• [DIRECTIONS FOR THIS TASK]: Please copy out the rows below word for word, with every line kept the same.

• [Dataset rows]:
• • •

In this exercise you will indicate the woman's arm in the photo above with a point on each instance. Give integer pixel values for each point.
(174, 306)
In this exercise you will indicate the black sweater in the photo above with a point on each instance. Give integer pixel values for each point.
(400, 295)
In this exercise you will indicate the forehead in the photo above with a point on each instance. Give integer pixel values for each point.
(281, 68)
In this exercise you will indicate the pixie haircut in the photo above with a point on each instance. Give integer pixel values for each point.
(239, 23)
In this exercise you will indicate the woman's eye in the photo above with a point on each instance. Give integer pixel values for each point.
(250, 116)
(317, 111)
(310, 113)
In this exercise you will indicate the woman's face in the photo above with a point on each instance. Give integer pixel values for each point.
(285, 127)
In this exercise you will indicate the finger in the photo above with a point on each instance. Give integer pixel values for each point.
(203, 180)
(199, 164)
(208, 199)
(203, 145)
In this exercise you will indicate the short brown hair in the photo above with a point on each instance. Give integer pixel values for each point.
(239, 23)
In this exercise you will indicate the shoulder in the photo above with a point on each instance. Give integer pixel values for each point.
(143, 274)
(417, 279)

• • •

• [CORRECT RESULT]:
In this exercise you will indicate the woman's arm in the photo above with a point on each instance. Give integer pixel values for each point.
(174, 306)
In this exercise you will indicate the black sweater in the photo above with a point on each instance. Give integer pixel values for each point.
(400, 295)
In this exercise you will indicate the forehead in the photo above with a point on each instance. Give integer pixel values for each point.
(281, 68)
In this exercise you will indicate the pixie haircut in the photo above with a point on each instance. Give integer pixel values for each point.
(239, 23)
In this exercise you will indicate the woman's eye in the photo above with a point on each instance. Give integer pixel values for each point.
(250, 116)
(317, 111)
(310, 113)
In this exercise you will indicate the woman's face in the photo above with a point on each instance. Give integer pixel values for each point.
(285, 127)
In this exercise you will indicate the finger in the photo above with a point on each instance. Give integer pixel values for each point.
(203, 180)
(199, 164)
(208, 199)
(203, 145)
In this exercise you will indicate the short brown hair in the photo above with a point on each instance. Give integer pixel values for each point.
(239, 23)
In this exercise you will indicate the shoulder in the photo above with a point on each instance. Give integer pixel values for each point.
(143, 274)
(417, 279)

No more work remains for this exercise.